>> begin LISTED ENTRIES

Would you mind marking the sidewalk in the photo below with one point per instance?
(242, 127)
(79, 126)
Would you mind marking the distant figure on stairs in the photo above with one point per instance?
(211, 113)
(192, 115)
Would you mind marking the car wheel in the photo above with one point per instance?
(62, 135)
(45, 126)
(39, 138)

>> end LISTED ENTRIES
>> begin LISTED ENTRIES

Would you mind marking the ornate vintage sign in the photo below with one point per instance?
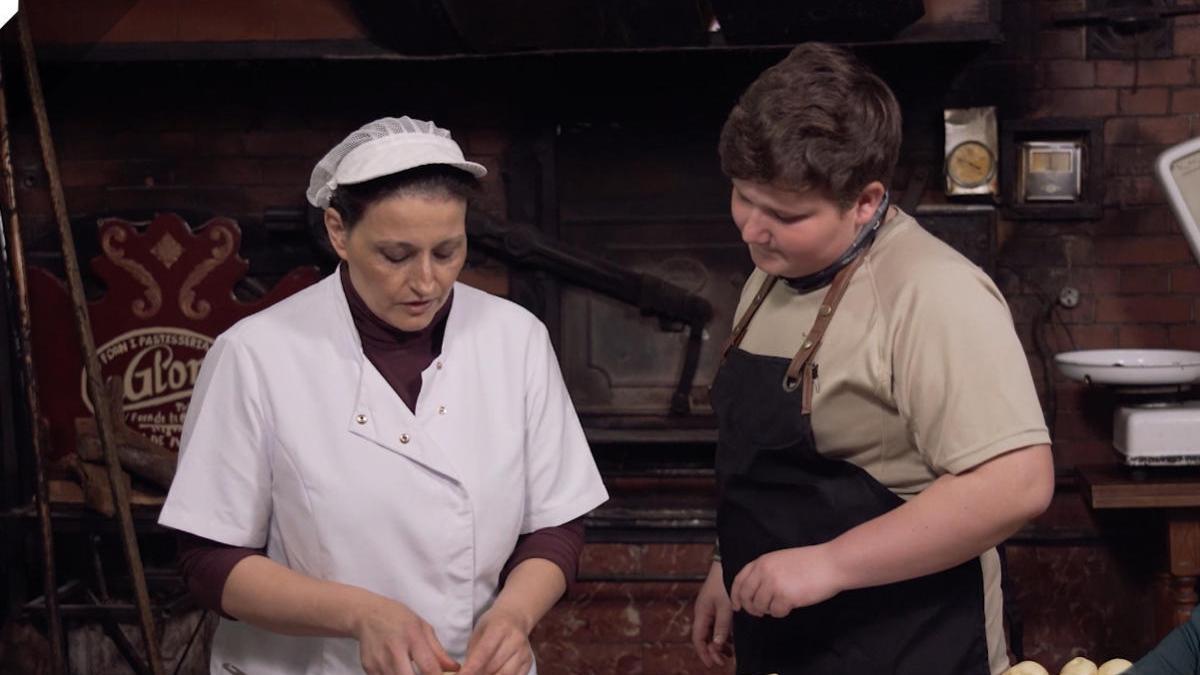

>> end LISTED ENTRIES

● WHAT YOU SHOULD DO: Show every line from the items above that contains the word "point", treating uppercase and lowercase as different.

● TASK SOLUTION:
Would you mind marking the sidewalk in the photo below with one point per instance?
Would you mind marking the distant figure on stairs in the photo above with one point per instance?
Would you mind marking the car wheel in the photo above with one point per instance?
Would you mind marking the ornate vintage sign in the photo below with one point per instance?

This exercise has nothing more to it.